Against this backdrop of taking teachers’ broader moral role into account in the construction of the course, a number of lecturers also decided to become more directly involved in the local community where the university was based. This was felt to be especially important for the citizenship course, where community action was an explicit feature of the curriculum. The university’s teacher education department signed up as a member institution of a local community organising network, Shoreditch Citizens. The following paragraphs outline the broad tradition of community organising before saying something about the particular appeal of this local group.

2.2. Connecting the Course to Community Organising Networks

Saul Alinsky developed his model of community organising primarily in Chicago during the 1930s. Alinksy’s model has been influential in the development of community organising in the United States, with his training institute, the Industrial Areas Foundation (IAF), becoming one of the key organising networks in the US [13] (p. 16). Alinsky’s model of community organisation is based on attempting to empower working-class people, through developing their collective capacity to effect change. This is achieved through the building of “People’s Organisations”; essentially networks of local and faith-based groups that respond to common issues through varying forms of action.
Alinsky’s model can be seen to embody some key principles, broadly summarised as:
  • The development of a more direct form of democracy that facilitates the participation of the masses in decision making and real power.
  • An on-going process of dialogue between cross-community groups to identify problems and possible solutions in endeavours to bring about change.
  • The facilitation of “native leadership”, drawn from across the different groups represented, but guided by the will of the people.
  • The deployment of effective (and somewhat professional) community organizers who can support and guide communities in establishing “People’s Organisations” which mobilise a mass of people and encourage ever growing participation by people. This reflects the view that effective power flows from strength in numbers.
Through community organising, Alinsky saw benefits for the poor and wider society alike. Community organising develops the skills of democratic participation that Alinsky saw as an important end in itself, irrespective of the issues that may affect communities in different ways:
After all, the real democratic program is a democratically minded people – a healthy, active, participating, interested, self-confident people who, through their participation and interest, become informed, educated and above all develop faith in themselves, their fellow men and the future. [18] (p. 55)

## PROBLEM A
In the passage on community organising, what is the name of Alinsky's training institute?
## PROBLEM B
Continue the passage on community organising from its final quotation onward.
The entries come from a source unrelated to the passage on community organising.

## Location annotation dataset excerpts
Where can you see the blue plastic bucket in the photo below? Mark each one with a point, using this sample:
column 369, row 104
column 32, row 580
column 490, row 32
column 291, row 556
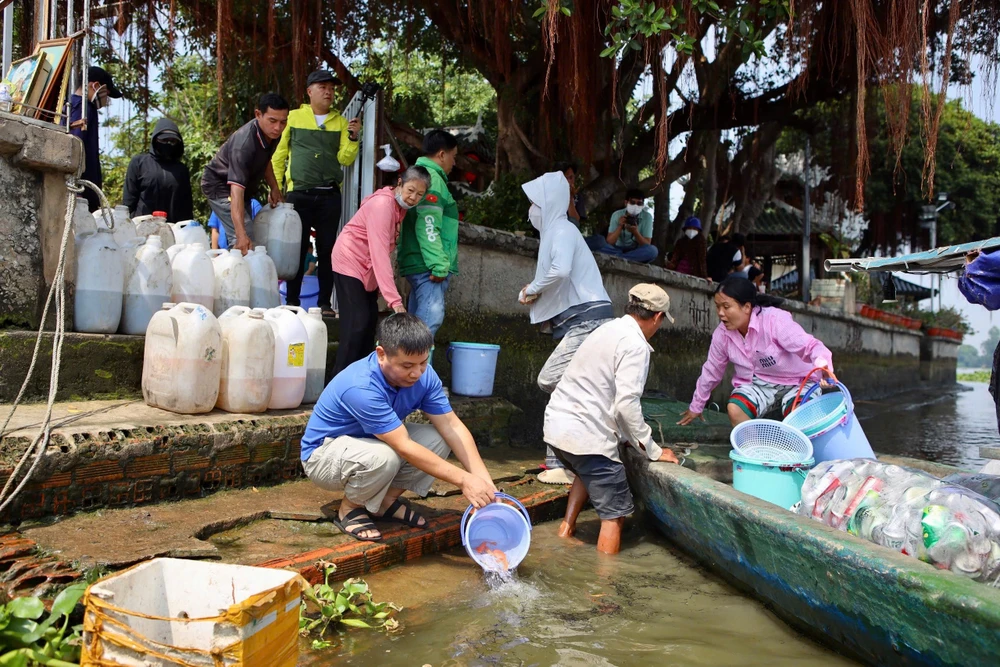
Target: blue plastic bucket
column 844, row 439
column 308, row 295
column 497, row 526
column 778, row 483
column 473, row 368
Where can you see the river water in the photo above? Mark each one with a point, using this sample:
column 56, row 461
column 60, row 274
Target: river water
column 942, row 427
column 648, row 605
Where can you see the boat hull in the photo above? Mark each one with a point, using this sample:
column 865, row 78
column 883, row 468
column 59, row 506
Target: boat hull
column 878, row 606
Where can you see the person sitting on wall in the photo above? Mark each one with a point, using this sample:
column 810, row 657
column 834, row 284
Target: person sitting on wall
column 631, row 231
column 689, row 256
column 356, row 440
column 219, row 239
column 567, row 294
column 770, row 351
column 596, row 406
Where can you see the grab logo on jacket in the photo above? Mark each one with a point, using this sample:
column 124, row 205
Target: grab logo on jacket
column 429, row 228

## WRITTEN RESPONSE A
The Industrial Areas Foundation (IAF).

## WRITTEN RESPONSE B
Developing political literacy through mass participation could be motivating and intellectually, socially and economically rewarding. Alinsky argued that People’s Organisations should become a medium of political education, but this situation could only be achieved if people could see the relevance of learning about the issues in the context of their own lives [18] (p. 165). Political literacy should be achieved through action and would develop a cycle of knowledge, skills and dispositional development that would help communities to achieve power and change.
Shoreditch Citizens was founded in 2010 and is part of Citizens UK, a national network of community organisations based upon the Alinskyite model. Shoreditch Citizens has trained community leaders from each of its member groups to organise a series of campaigns to improve the local area in areas such as poor housing, crime and unemployment. Shoreditch is a small area in north London, close to the university, which has high rates of unemployment, poor housing, child poverty and crime, and low rates of educational achievement. In recent years the cheap housing stock and commercial space, coupled with the area’s proximity to the City of London, has led to a rapid growth in bars, restaurants and boutique shops. This has not solved the social problems for local families, and although the influx of new money has led to a degree of gentrification and business investment, this often seems to have happened around the established community rather than with them or for them.
The Teacher Education Department at London Metropolitan University joined as a member organisation alongside residents’ associations, churches, mosques and several local schools and colleges. As part of our membership, a number of the staff and citizenship student teachers participated in the following activities:
  • Attended local organisation meetings and public assembly meetings, fulfilling their commitment to mobilise support from our community.
  • Attended training workshops to prepare them as community leaders.
  • Joined actions / meetings to work on specific campaigns, including direct participation in a citizens’ action outside of the local council offices to demand better services for residents in poor quality housing.
  • Staff with expertise in citizenship education worked alongside local schools to develop related curriculum programmes to embed the work of Shoreditch Citizens in the schools.
Staff aimed to integrate these activities into the student teachers’ experience of their course, not treat them as an extra bolt-on activity. One way to do this was to ensure that the experience and learning were captured in a formal assignment, so that students had time and incentive to reflect on the experiences, and so that they could gain credits for this valuable work. The course programme included a school-based research project, which led to Masters level credits, and which was designed to be used flexibly by students to explore issues of interest to them and / or of relevance to their school settings. This provided a formal location for this project and encouraged the students to think about this as a form of experiential education, where their experience spanned their roles as citizens and citizenship educators. In addition to their regular actions within the group, some of the student teachers were placed in two schools, which were also members of the Shoreditch Citizens network, for their teaching placements. This led to two additional activities. First, student teachers were placed in Shoreditch schools to work with school students as they developed their own active citizenship projects. Second, teachers from Shoreditch Citizens schools also made contributions to the teacher education lecture programme at the university.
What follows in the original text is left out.